Entries pointing to named objects
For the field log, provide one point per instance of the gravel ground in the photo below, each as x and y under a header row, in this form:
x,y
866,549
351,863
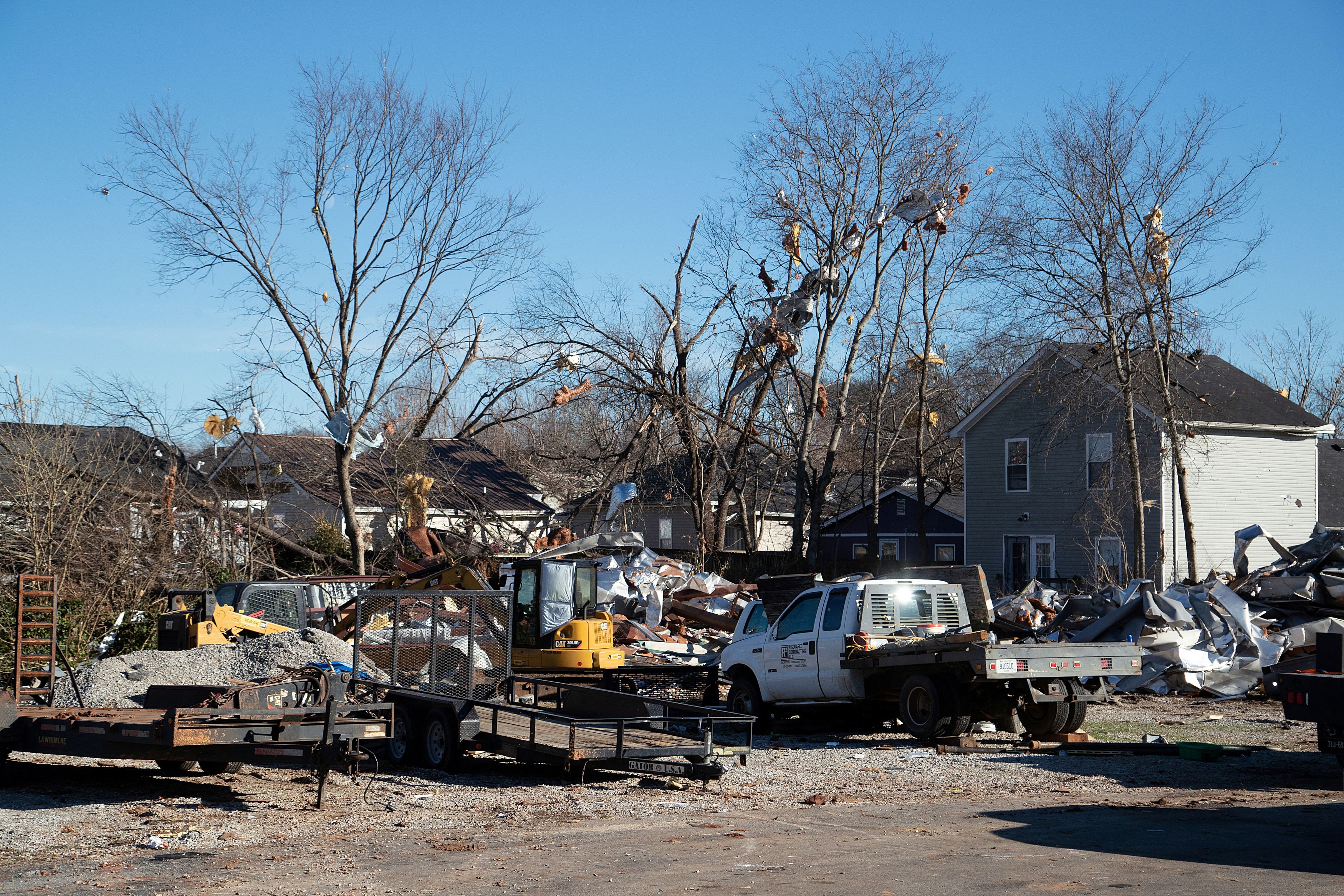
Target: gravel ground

| Task brief |
Copy every line of the data above word for word, leaving out the pictures.

| Solution to the exercise |
For the field log, provide one point per instance of the gravel ground in the photo below, each as x and y under a header row, in this form:
x,y
866,549
351,863
Target: gravel ground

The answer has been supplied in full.